[Location identification items]
........

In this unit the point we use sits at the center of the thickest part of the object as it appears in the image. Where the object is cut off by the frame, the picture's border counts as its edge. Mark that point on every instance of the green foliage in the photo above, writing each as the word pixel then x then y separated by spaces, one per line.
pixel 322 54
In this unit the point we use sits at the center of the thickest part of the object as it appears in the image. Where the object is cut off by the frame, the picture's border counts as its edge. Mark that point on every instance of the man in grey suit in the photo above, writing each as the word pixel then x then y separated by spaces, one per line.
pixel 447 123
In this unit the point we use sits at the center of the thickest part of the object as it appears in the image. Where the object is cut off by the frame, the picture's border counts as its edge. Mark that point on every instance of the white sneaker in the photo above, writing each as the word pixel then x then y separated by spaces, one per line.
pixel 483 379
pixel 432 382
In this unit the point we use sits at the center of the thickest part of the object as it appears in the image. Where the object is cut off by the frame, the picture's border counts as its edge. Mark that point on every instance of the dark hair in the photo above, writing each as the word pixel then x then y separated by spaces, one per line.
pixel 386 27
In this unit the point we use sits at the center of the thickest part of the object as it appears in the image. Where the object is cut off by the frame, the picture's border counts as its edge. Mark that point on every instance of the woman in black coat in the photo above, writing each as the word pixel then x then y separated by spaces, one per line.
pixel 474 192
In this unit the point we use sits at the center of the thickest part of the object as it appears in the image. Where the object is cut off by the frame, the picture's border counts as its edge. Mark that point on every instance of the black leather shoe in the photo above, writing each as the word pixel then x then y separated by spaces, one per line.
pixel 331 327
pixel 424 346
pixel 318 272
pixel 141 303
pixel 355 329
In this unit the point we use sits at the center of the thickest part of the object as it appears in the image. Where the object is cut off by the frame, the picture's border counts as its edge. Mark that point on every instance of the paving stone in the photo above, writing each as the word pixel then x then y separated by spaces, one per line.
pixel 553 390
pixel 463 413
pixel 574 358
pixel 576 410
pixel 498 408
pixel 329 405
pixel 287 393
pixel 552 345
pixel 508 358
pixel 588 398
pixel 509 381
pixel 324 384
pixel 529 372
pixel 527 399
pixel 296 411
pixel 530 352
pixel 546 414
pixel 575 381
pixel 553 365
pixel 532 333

........

Rewrite all of the lines above, replacing "thickest part" with "widest part" everywhere and changing nothing else.

• **Exercise output**
In this unit the point we use sits at the center of the widest part of the object as it appears in the image. Where the object is cut off by the frame, the picture's border counts as its edge. Mark that point on every instance of the green foliage in the photo above, writing each as the word pixel then x then y separated by spaces, one per line.
pixel 322 54
In this unit the point we use sits at the center of the widest part of the object as it appears in the image. Where the object is cut off by the frame, the picture's border counts as its edge. Mark that point on every instance of the man in grey suit in the photo above, writing each as the word pixel then x then y separated by spaces, one per line.
pixel 447 123
In this unit the point we use sits at the center of the widest part of the object as it appears in the image. Where the object is cut off by the frame, the picture's border counts as its edge. Mark that point on every instance of the white sneaker in the photo above, writing each as the word pixel then x then y separated by spaces, one per line.
pixel 483 379
pixel 432 382
In this unit the point we use sits at the center of the widest part of the object as it appears in the image. Where the object is cut off by the frame, the picture's border counts as its edge. Mark that point on every instance of the dark hair in the photo above, writing each as the word pixel then x then y separated by spaces, one per line.
pixel 386 27
In this unit the point we use sits at the center of the widest part of the object as it appears in the image. Where the object is cut off by the frame, the picture's border counts as its edge. Mark that point on every instance of the woman in black coat in the photo above, writing each as the word pixel then x then y separated by spaces, one per line.
pixel 474 192
In this unit the point we use sits at the center of the widest part of the object as it appears in the image. Where the object is cut off by the frame, the picture's border counts as its edge. Mark that point on every instance of the black leather shoe in the photo above, writing each as the word pixel then x then y separated by spaces, one per line.
pixel 331 327
pixel 424 346
pixel 318 272
pixel 141 303
pixel 355 329
In this unit the point we use sits at the center of the widest part of the object as it appears in the image. Where the object is cut off by the frame, the picture's border counts as its edge. Mark that point on every instance of the paving stone in the photo above, writing each as the word pixel then x then y separated by spaces, one per line.
pixel 553 390
pixel 463 413
pixel 574 358
pixel 576 410
pixel 498 408
pixel 329 405
pixel 287 393
pixel 552 345
pixel 508 358
pixel 588 398
pixel 509 381
pixel 324 384
pixel 529 372
pixel 527 399
pixel 296 411
pixel 530 352
pixel 546 414
pixel 575 381
pixel 553 365
pixel 532 333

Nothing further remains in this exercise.